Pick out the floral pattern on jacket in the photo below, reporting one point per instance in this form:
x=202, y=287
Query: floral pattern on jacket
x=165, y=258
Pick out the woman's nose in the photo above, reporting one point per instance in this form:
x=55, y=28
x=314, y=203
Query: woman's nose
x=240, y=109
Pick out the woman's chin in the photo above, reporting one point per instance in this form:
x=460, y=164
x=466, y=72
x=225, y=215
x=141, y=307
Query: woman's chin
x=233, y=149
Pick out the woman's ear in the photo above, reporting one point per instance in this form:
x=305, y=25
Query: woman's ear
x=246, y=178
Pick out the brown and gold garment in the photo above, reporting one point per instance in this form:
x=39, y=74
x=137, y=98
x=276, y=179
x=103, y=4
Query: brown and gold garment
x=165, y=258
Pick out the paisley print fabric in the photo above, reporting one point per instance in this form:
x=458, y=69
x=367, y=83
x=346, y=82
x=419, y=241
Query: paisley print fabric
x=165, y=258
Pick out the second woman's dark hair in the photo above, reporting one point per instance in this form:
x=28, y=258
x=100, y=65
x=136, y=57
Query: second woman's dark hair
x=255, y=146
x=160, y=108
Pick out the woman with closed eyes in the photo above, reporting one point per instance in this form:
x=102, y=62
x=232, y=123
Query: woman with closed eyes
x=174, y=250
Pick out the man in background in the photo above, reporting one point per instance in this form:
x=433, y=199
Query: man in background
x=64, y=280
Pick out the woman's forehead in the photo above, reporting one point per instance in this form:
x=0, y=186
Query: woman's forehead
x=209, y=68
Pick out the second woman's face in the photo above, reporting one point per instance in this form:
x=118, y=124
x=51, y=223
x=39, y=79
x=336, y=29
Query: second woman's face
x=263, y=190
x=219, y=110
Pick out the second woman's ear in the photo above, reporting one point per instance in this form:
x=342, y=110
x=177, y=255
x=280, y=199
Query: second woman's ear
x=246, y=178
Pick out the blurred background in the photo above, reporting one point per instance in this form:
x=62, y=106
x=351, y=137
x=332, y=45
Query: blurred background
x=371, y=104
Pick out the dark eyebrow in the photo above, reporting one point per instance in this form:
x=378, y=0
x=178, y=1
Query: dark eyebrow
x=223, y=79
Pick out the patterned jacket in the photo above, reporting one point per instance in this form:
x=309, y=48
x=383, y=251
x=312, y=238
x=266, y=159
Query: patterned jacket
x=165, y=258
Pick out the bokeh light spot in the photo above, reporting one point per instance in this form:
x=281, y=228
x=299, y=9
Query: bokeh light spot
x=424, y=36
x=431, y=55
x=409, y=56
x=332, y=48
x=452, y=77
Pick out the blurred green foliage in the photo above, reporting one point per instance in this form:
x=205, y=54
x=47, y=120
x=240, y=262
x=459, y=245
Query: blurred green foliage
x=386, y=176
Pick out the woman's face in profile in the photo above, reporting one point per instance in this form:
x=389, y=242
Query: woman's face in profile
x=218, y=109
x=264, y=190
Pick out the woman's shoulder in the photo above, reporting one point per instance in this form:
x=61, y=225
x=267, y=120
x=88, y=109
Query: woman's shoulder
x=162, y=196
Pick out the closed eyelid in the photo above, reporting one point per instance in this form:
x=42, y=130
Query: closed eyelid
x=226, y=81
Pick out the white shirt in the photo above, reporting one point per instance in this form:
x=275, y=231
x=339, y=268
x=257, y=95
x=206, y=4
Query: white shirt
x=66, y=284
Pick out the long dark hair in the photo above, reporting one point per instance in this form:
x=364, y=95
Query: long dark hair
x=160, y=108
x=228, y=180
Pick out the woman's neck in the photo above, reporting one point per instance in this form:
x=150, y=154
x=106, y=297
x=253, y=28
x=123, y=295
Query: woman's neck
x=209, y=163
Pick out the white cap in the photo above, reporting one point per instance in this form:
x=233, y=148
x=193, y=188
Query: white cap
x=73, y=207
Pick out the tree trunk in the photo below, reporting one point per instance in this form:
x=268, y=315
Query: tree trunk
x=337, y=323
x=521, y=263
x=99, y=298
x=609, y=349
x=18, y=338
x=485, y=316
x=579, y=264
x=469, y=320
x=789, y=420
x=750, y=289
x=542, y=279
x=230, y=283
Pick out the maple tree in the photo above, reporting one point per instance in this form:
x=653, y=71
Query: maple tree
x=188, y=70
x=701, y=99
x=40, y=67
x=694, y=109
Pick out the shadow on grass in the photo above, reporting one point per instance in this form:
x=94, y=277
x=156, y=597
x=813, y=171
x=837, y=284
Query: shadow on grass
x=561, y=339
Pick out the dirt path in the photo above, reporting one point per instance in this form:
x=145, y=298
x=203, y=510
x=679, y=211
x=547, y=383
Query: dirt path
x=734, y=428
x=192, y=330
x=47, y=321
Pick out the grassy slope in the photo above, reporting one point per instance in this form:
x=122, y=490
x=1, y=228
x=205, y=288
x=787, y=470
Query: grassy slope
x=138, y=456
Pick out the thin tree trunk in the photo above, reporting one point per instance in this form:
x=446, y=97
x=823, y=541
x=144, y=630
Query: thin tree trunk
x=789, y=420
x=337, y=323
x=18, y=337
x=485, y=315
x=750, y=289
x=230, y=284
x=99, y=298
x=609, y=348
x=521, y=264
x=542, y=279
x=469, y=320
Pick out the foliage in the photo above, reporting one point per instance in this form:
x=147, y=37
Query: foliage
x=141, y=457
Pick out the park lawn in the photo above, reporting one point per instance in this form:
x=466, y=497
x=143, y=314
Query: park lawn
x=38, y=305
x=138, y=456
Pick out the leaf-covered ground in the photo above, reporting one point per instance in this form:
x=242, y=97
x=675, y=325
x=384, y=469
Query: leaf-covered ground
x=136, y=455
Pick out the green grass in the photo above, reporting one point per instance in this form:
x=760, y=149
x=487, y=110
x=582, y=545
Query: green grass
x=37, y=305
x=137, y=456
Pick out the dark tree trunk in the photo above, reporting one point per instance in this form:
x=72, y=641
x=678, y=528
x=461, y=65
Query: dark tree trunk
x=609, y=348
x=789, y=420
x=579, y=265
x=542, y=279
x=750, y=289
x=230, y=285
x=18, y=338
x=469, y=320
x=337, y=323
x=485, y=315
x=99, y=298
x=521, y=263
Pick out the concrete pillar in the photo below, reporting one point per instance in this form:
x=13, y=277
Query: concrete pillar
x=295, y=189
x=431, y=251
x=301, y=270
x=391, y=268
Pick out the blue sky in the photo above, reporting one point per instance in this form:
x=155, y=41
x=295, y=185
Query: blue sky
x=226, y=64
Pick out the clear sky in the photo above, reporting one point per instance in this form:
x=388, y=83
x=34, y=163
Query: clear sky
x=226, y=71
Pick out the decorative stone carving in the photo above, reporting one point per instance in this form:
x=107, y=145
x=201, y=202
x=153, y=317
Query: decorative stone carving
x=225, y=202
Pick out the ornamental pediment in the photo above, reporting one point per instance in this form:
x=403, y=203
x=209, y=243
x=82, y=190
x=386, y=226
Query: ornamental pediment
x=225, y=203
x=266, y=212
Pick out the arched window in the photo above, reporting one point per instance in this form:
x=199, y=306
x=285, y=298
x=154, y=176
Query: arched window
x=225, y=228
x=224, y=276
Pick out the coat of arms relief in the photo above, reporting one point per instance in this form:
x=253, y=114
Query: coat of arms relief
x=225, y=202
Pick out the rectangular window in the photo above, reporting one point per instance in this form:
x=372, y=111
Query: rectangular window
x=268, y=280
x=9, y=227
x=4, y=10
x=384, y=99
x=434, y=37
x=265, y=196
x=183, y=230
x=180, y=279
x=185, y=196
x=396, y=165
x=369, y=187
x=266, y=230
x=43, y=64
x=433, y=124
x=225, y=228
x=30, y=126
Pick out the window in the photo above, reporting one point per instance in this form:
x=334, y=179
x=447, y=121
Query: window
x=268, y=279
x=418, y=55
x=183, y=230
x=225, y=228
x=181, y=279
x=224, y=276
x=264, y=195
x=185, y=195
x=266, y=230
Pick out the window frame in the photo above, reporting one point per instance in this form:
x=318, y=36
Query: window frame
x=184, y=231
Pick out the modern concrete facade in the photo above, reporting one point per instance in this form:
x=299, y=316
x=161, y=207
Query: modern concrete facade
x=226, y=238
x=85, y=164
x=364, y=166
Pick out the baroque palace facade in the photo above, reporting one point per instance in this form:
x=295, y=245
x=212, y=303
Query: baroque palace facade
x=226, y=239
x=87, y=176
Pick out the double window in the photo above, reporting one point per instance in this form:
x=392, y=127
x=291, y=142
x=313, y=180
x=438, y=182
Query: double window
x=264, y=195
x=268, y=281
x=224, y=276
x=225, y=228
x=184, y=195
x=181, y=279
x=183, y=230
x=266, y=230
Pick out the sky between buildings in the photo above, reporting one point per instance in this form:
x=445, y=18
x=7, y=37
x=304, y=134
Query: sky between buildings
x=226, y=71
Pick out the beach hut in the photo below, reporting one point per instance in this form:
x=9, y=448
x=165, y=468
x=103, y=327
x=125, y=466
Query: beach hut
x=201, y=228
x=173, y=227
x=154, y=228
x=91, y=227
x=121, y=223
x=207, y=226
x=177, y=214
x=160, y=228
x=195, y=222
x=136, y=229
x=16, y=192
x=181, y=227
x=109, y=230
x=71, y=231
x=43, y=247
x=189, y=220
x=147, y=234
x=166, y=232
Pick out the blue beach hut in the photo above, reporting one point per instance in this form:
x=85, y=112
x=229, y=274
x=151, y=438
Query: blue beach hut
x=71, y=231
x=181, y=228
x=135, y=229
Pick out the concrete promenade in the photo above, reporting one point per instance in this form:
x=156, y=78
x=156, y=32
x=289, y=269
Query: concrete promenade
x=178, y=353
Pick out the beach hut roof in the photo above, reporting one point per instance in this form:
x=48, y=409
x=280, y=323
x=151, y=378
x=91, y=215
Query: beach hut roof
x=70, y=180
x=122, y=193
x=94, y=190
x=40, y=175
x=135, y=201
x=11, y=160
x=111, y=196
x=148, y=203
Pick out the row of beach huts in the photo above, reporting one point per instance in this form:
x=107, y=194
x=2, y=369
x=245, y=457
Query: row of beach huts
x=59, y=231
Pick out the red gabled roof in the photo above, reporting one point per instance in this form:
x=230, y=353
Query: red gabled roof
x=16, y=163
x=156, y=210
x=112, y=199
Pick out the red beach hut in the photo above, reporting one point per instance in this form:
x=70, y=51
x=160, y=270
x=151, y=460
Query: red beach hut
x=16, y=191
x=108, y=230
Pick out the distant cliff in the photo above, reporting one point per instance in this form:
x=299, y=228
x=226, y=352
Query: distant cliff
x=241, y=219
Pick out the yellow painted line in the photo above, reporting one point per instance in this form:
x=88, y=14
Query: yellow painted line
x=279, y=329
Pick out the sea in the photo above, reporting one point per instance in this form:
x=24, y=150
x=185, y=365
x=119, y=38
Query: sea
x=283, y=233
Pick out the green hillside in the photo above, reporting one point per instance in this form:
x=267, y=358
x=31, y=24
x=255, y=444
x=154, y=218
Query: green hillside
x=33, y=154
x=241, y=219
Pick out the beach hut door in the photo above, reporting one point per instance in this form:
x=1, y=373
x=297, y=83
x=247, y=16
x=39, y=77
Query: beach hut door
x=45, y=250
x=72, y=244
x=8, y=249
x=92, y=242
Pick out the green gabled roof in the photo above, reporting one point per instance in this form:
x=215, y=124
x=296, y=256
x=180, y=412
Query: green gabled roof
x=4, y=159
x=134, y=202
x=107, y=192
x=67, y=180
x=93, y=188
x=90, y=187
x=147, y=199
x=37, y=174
★ ★ ★ ★
- _What you have to do_: Every line above carrying the word "below" needs to be shown.

- _Task response_:
Pick out the floral pattern on jacket in the photo below, reporting one point per instance in this form:
Pick out the tree trunk in the photo below, reporting one point per instance in this form:
Pick out the concrete pillar in the photo below, reporting one point per instance in this form:
Pick out the beach hut in the photo below, reporting one point per instance in this form:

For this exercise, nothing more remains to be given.